Jil Evans - Artist Statement
I am interested in what is called the “emergence” of aesthetic experience and creativity. There is a lot of work being done right now by philosophers and evolutionary biologists in the attempt to account for our experience of beauty and ugliness, values, ethics, and even consciousness itself. (As seen in the popular publications by Daniel Dennett and Richard Dawkins, and Lynn Gamwell’s Exploring the Invisible: Art, Science and the Spiritual Princeton, 2002, for an art historical perspective). As a visual artist who has long been interested in how meaning is made and derived from the process of visual abstraction, I am very excited about the possibility for artists to contribute substantially to this on-going debate.
In the series Natural Parables, I have looked at a bouquet of snapdragons. Without pre-conceived intentions, I began to photograph the bouquet and make drawings from observation. Over time, the bundled and fisted flowers turned into these paintings. I think of them as figurative narratives with cause and effect relations, carrying the energy of sometimes violent and darkly humorous foibles in form, an echo from the natural world; hence the punning title “Natural Parable”. The “Dutch Opera” series continues this exploration through a series of studies of Baroque Dutch still-life paintings by artists such as Jan Weenix and Willam van Aelst, found in the famous Daisy Linda Ward Collection in the Ashmolean Museum in Oxford, England. Sketching the structures of these paintings I found the same ecstatic energy of the enormous ceiling paintings in Rome.
------------------------------
Work instructions - Carry on the artist statement from its final sentence, keeping its first-person voice. The data that follows comes from a separate source and has no connection to the artist statement.
------------------------------
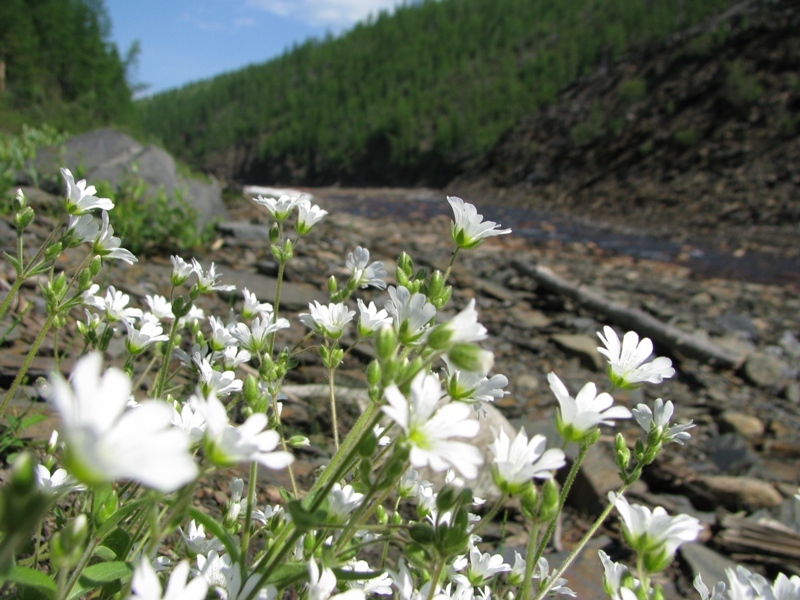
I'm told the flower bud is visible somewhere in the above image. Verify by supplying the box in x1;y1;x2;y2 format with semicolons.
539;479;561;521
89;256;103;277
50;515;89;569
14;206;34;231
436;483;461;513
447;344;494;373
614;433;631;479
375;325;397;361
289;435;311;448
44;242;64;261
268;223;281;244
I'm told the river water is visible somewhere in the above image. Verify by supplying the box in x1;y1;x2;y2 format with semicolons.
312;188;800;286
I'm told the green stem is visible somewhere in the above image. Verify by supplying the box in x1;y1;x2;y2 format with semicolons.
328;356;339;452
153;319;178;398
522;522;539;600
242;461;258;564
0;311;57;419
0;275;25;321
536;443;591;562
536;481;633;600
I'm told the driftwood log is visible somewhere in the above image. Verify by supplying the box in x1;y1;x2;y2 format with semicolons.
511;260;744;369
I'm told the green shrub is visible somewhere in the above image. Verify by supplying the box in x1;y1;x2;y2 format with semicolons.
725;60;764;109
617;77;647;106
673;127;700;148
96;170;214;255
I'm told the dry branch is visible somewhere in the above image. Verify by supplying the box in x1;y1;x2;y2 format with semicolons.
512;260;744;369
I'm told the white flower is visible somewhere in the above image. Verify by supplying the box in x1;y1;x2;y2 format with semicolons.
61;168;114;215
253;194;306;221
692;573;728;600
443;356;508;402
489;428;566;494
193;355;244;396
382;371;483;479
344;246;386;290
385;286;436;345
145;294;175;320
208;317;236;352
357;298;392;337
129;559;208;600
35;466;86;496
608;492;703;572
294;198;328;235
299;300;356;339
242;288;274;320
547;373;631;442
193;393;294;469
427;298;486;350
307;558;366;600
92;211;138;265
633;398;694;446
172;398;206;446
467;546;511;587
533;556;576;597
230;315;289;354
342;560;392;596
178;519;225;556
169;254;195;287
597;325;675;389
222;346;253;371
48;353;197;493
67;214;100;246
123;321;169;356
83;284;142;323
192;258;236;294
447;196;511;248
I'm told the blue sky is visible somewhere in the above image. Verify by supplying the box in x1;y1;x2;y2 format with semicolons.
105;0;412;94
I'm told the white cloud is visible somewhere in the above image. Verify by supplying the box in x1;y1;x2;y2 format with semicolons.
247;0;404;27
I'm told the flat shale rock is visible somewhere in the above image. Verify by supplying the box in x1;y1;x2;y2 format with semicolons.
695;475;783;511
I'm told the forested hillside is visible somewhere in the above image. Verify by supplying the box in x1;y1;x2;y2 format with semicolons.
0;0;135;132
138;0;731;185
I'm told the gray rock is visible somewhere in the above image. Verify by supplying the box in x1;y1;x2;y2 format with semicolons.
697;475;783;511
680;542;738;589
550;333;605;371
742;352;788;388
220;269;325;312
36;129;227;226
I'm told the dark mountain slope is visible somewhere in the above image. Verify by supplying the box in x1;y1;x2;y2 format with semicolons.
451;0;800;253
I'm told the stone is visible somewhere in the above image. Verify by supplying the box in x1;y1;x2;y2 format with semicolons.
31;128;228;227
719;410;765;442
742;352;788;388
550;333;605;371
220;270;325;311
696;475;783;511
680;542;738;589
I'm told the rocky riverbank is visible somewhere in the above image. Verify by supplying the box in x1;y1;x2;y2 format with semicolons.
0;190;800;599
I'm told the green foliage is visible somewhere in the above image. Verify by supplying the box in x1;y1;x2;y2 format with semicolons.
617;77;647;106
674;127;700;148
136;0;730;183
725;60;764;109
0;124;67;196
96;172;213;255
0;0;136;131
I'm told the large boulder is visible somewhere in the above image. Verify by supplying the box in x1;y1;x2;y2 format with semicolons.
31;129;227;226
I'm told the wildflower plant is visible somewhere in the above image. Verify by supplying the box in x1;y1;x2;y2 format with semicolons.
0;162;800;600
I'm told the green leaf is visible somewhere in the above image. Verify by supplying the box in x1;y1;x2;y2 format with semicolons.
189;506;239;562
67;560;133;600
3;252;22;275
267;562;308;589
4;565;56;599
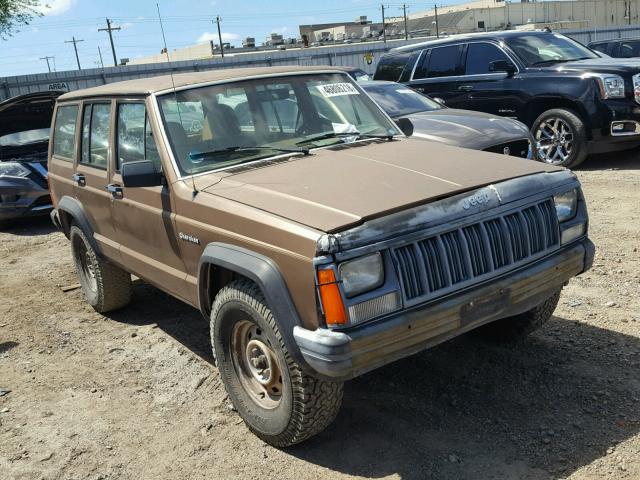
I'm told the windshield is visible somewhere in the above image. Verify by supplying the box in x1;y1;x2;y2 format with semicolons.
159;74;400;175
362;83;445;118
0;128;49;147
506;34;598;67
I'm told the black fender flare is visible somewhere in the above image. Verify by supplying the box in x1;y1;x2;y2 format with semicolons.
198;242;317;375
58;196;102;257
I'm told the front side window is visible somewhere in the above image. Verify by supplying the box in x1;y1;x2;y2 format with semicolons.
158;74;400;175
116;103;161;171
80;103;111;169
413;45;462;78
53;105;78;159
465;43;511;75
505;33;599;67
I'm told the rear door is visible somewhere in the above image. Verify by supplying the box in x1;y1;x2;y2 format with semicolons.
48;103;80;213
409;44;466;108
108;99;188;299
74;100;120;262
458;42;528;118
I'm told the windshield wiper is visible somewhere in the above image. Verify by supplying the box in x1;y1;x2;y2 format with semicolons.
189;145;309;160
296;131;393;145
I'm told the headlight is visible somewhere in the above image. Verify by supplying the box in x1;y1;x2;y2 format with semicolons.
0;162;31;177
588;73;624;99
338;253;384;297
553;188;578;222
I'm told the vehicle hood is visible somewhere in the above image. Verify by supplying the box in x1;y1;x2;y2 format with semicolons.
0;91;63;137
542;58;640;75
407;108;529;150
198;139;561;232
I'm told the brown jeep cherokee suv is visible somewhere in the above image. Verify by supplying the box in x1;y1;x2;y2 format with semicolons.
49;67;594;447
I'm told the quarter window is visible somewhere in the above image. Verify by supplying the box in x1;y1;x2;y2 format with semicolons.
53;105;78;159
116;103;160;171
80;103;111;169
413;45;462;78
465;43;511;75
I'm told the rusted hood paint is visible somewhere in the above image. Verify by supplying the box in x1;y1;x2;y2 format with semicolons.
199;139;559;232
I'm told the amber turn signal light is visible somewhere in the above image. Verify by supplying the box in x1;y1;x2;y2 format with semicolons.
318;269;347;325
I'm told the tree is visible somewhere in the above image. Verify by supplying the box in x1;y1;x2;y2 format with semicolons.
0;0;46;40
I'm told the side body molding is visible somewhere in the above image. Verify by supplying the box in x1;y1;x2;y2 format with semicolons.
58;196;102;256
198;242;317;375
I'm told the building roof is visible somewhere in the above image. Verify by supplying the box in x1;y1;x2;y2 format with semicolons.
390;30;549;53
60;66;344;100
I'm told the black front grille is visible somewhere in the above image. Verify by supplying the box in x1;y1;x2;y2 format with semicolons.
393;200;560;300
484;140;529;158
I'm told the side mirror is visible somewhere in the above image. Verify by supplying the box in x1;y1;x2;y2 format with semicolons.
121;160;162;187
395;117;413;137
489;60;518;77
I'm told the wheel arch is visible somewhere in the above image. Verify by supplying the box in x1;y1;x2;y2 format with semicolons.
524;96;592;140
58;196;102;256
198;242;315;373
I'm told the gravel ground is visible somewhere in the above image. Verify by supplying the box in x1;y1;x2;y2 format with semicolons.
0;151;640;480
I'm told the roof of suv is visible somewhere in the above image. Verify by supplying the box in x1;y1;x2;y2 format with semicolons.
390;30;553;53
59;65;345;100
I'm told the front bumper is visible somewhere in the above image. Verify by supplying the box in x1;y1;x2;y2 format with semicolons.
0;177;53;220
293;238;595;380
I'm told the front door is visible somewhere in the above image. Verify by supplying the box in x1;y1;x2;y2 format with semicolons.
458;42;528;118
73;101;120;262
109;100;187;299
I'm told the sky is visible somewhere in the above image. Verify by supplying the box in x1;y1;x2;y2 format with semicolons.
0;0;461;77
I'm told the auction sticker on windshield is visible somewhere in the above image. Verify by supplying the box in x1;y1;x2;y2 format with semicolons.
316;83;360;97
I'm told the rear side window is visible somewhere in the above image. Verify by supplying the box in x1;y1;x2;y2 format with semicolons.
116;103;161;171
465;43;511;75
619;40;640;58
413;45;463;78
80;103;111;169
589;43;609;53
373;53;411;82
53;105;78;160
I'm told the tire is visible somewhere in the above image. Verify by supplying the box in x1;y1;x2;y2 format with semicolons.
478;289;562;342
531;108;587;168
69;225;131;313
211;279;343;448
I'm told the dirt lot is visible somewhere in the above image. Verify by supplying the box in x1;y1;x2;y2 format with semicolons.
0;151;640;480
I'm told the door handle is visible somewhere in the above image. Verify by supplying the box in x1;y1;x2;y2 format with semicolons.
106;183;122;195
71;173;87;187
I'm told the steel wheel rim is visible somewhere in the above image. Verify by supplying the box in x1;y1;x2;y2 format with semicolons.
535;117;575;165
76;239;98;292
231;320;283;410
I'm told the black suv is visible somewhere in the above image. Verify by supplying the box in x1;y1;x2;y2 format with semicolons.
374;31;640;167
588;38;640;58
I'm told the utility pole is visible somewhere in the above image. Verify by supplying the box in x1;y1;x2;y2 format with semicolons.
216;15;224;58
40;57;56;73
98;45;104;68
380;4;387;43
402;3;409;40
64;37;84;70
98;18;120;67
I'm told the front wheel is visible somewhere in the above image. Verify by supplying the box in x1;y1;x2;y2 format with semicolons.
211;280;343;447
531;108;587;168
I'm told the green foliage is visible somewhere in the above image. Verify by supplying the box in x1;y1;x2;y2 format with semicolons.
0;0;46;40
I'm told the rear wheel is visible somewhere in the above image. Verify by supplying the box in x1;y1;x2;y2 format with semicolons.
478;289;562;342
69;225;131;313
211;280;343;447
531;108;587;168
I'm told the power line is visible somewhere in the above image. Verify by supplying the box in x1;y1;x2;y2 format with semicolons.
64;37;84;70
98;18;120;67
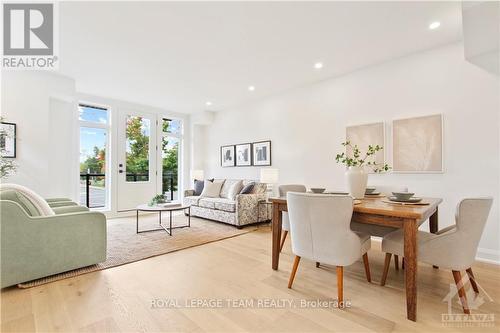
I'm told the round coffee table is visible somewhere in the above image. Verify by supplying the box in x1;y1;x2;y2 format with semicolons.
135;204;191;236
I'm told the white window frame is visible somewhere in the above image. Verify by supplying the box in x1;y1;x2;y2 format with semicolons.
77;101;111;211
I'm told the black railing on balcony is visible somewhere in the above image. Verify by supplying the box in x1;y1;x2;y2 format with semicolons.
80;172;177;208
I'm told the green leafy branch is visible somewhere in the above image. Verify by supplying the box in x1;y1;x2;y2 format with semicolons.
335;141;391;173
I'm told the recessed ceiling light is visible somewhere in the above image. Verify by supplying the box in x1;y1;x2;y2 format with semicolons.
314;62;323;69
429;21;441;30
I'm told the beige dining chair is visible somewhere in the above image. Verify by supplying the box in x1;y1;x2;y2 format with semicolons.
287;192;371;306
278;184;307;252
351;185;408;270
380;197;493;314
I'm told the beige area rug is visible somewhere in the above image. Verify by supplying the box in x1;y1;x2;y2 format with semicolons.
18;213;258;288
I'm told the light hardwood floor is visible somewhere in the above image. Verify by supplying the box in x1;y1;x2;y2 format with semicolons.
1;226;500;332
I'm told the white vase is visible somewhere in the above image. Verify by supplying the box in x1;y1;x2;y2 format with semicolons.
345;166;368;199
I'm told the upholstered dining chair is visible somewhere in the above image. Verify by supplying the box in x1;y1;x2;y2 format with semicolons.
278;184;307;252
287;192;371;306
351;185;408;270
380;197;493;314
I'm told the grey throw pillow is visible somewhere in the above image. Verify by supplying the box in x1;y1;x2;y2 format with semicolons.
240;183;255;194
------------------------------
Result of this exercise -
I will continue to explore in a series of drawings and paintings the proliferation of possible forms that grow out of close observation of natural phenomena (i.e. how is it that an abstraction of plant forms can evolve into animal-like formations complete with intentional-looking actions? Is it mere projection, or is there an underlying unity to living forms?) While working with Darwin on botanical experiments, Thomas Farrer reported to Darwin that the climbing plant passifloras “seek & find & hold on & pull up like an animal”. What new content is then “read into” the image as a result of the new abstraction? How far can one deviate from the original source before any connection seems meaningless? I plan to use vegetation and geological formations found in two sites that had a large impact on the evolutionary theories of Darwin in the 19th century, found on the Galapagos Islands, and at his last home in England where he worked on his barnacle studies and plant experiments, at Down House in Downe, Kent.
I think this exploration of the imagination has the potential to put into tangible form the vexing tensions that arise from unanswered questions about the role of the imagination in human consciousness. It is a timely discussion as our culture is being confronted with rapid changes and discoveries in genetic biology and neuroscience. The role or value placed on the human imagination, and even aesthetics, figures largely in how we evaluate the direction and ultimate meanings within scientific inquiry, and all of our endeavors.